→ **EXERCISE**
From the entries that follow, copy exactly the lines beginning at the line holding "the flower center." and continuing through the line holding "of the blurred".

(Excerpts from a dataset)
·····

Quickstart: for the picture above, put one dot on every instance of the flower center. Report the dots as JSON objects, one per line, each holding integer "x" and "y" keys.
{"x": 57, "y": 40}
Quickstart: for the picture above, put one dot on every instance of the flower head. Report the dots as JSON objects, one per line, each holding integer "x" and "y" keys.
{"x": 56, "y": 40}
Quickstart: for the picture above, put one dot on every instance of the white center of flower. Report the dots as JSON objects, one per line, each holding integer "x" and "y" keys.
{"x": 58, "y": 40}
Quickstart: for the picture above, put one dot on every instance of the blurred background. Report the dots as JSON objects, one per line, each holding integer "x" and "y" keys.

·····

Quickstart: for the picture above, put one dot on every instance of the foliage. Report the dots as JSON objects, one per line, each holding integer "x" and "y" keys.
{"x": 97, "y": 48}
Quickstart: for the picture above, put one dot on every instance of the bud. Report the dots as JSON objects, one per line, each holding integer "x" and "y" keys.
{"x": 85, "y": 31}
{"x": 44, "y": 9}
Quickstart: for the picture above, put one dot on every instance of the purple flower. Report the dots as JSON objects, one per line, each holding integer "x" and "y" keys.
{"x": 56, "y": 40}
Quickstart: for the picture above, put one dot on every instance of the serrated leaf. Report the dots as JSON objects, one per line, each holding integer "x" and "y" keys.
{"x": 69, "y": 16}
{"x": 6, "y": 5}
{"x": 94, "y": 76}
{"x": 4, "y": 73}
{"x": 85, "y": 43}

·····

→ **TASK SOLUTION**
Quickstart: for the picture above, put one dot on every instance of the flower center. Report the dots as JSON objects, one per line, each holding integer "x" and "y" keys.
{"x": 57, "y": 40}
Quickstart: for the picture above, put one dot on every instance of the flower head. Report the dots as JSON objects, one per line, each holding integer "x" and "y" keys.
{"x": 56, "y": 40}
Quickstart: for the picture above, put one dot on every instance of the white center of flower. Report the dots as JSON objects, one per line, each holding integer "x" and "y" keys.
{"x": 58, "y": 40}
Quickstart: for the picture above, put one dot on every instance of the blurred background. Report the dots as JSON objects, one per line, each holding integer "x" and "y" keys.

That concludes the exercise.